TEXT SEGMENT -
Content starts

PR #30493 also gives a verified TOML example. This is a human configuration step, not a prompt the agent should guess:
[features.multi_agent_v2]
enabled = true
multi_agent_mode_hint_text = "Delegate to subagents when it will materially improve the result."
Source: PR #30493, Configuration examples.
Structured tool-call receipts in 0.143.0-alpha.34
The second signal is PR #30334, which landed in 0.143.0-alpha.34. It adds a structured codex.tool_call event for direct tool calls in app-server modes. The event can include conversation, turn, tool, call, trace, dispatch time, handler time, and total time. Code-mode calls are deliberately excluded so the measurement does not double-count nested runtime calls.
This matters once Codex does more than one-off terminal help. If an agent waits in a queue, waits on a tool, or runs an expensive command, the team should be able to see where the time went. That does not make the agent smarter. It makes the work easier to operate. The PR also gives a verified logging filter for app-server testing:
LOG_FORMAT=json \
RUST_LOG='warn,codex_core::tools::parallel=info' \
codex app-server
Source: PR #30334, Suggested logging filter and event example.
Short example: use the new Codex feature
Human step first: test the alpha channel in a separate workspace if you normally evaluate Codex pre-releases. Confirm the version and configuration through your usual package process. Do not put alpha configuration into production workflows without a clear rollback path.

Content ends

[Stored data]
Content starts

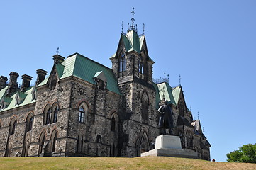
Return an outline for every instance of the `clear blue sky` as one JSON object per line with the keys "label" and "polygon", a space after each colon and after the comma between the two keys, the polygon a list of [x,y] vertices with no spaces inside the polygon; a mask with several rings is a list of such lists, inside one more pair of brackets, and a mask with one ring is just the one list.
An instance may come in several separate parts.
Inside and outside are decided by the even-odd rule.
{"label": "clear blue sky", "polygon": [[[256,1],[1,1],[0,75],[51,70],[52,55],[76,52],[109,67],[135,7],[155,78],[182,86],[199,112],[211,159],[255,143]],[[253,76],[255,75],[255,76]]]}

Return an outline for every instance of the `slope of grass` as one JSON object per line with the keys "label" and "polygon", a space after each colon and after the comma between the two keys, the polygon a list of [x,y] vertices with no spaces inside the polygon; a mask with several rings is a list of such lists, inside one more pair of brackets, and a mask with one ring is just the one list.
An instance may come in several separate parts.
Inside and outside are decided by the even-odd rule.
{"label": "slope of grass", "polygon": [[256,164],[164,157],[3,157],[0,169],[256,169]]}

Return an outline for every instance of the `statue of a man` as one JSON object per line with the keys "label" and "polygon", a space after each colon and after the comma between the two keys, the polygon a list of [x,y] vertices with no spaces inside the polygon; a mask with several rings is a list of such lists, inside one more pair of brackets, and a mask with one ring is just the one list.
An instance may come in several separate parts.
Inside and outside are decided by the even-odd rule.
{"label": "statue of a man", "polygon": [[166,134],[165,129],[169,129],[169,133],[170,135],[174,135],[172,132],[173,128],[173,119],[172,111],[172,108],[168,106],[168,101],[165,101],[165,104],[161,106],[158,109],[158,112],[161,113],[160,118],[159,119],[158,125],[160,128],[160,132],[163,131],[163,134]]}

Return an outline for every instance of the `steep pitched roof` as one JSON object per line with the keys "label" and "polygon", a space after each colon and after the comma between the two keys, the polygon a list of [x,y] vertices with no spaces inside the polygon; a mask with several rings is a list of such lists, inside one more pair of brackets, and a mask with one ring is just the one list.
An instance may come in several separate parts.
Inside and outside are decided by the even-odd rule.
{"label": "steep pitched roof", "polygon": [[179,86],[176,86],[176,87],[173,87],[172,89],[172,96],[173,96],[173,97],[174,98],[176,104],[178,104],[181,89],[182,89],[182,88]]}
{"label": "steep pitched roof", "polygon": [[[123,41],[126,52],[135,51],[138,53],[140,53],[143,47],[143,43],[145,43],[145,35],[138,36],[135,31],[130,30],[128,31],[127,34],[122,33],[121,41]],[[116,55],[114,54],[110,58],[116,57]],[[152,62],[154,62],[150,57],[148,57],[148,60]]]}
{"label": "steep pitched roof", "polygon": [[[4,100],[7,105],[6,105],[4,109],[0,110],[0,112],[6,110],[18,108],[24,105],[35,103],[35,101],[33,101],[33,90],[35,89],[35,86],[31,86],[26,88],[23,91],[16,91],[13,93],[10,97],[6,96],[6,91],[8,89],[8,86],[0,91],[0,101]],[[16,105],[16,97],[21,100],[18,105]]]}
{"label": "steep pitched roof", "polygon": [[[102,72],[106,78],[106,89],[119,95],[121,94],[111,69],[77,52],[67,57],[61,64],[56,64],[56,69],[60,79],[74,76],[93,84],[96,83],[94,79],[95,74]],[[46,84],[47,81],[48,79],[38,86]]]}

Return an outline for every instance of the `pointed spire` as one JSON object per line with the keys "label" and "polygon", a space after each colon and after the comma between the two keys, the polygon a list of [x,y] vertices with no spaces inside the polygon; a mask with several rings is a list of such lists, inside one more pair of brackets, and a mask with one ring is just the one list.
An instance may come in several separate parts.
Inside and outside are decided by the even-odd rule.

Content ends

EXERCISE SET -
(1) Summarize the passage on Codex alpha changes in three sentences.
(2) Answer these questions from the passage on Codex alpha changes:
(a) In which release did PR #30334 land?
(b) Why are code-mode calls excluded from the codex.tool_call event?
(c) Where should the alpha channel be tested?
(3) Carry on with the passage on Codex alpha changes from the point where it stops.
The material above is not needed for this work.

RESULTS BY TASK -
(1) PR #30493 provides a verified TOML example, meant as a human configuration step, that enables the multi_agent_v2 feature and sets a hint about delegating to subagents. PR #30334, which landed in 0.143.0-alpha.34, adds a structured codex.tool_call event for direct tool calls in app-server modes, covering identifiers and timing while excluding code-mode calls to avoid double-counting. Testing of the alpha channel should happen in a separate workspace, and alpha configuration should stay out of production workflows unless there is a clear rollback path.

(2)
(a) 0.143.0-alpha.34.
(b) So the measurement does not double-count nested runtime calls.
(c) In a separate workspace.

(3)
Then paste a short agent instruction in the workspace where Codex is already allowed to read repository and configuration files:
Inspect this Codex workspace for multi-agent policy readiness. Do not edit files. Find any Codex multi-agent configuration, logging setup, and runbook notes. Return one short receipt with: current Codex channel or version, whether delegation policy is explicit or effort-derived, whether direct tool-call timing can be captured, and one human review step before wider rollout.
Good output should:
- separate stable
0.142.5from the0.143.0-alpha.35alpha track - show whether delegation is governed by a readable policy or only by reasoning effort
- mention where JSON logs, trace IDs, and tool-call timing can be reviewed
- end with one concrete human review point
What Hammer would test first
We would start with one focused workflow: an agent that reads issues, splits analysis into subagents when useful, and leaves a short run receipt before anyone merges a change. Put API keys in environment variables or a secret manager, use scoped permissions, redact sensitive content from shared logs, and keep an approval gate before the agent can write, push, or create a PR.
This fits naturally into Tool Forge: not more AI for its own sake, but a workspace where Codex rules, logs, and human review line up. The alpha changes are not a reason to chase every nightly build. They are a good reminder of what teams need when coding agents move from a chat tab into a workflow other people have to trust.
FAQ
Is 0.143.0-alpha.35 the latest stable OpenAI Codex CLI release?
No. On July 3, 2026, the npm registry showed 0.142.5 as latest and 0.143.0-alpha.35 as alpha. Treat the alpha channel as a test lane, not a routine production upgrade.
What is the practical change in this Codex release-note signal?
The strongest change is that multi-agent V2 can receive its own mode hint text in configuration, so delegation can follow a stable policy instead of only varying with reasoning effort.
Why is tool-call timing covered in the same post?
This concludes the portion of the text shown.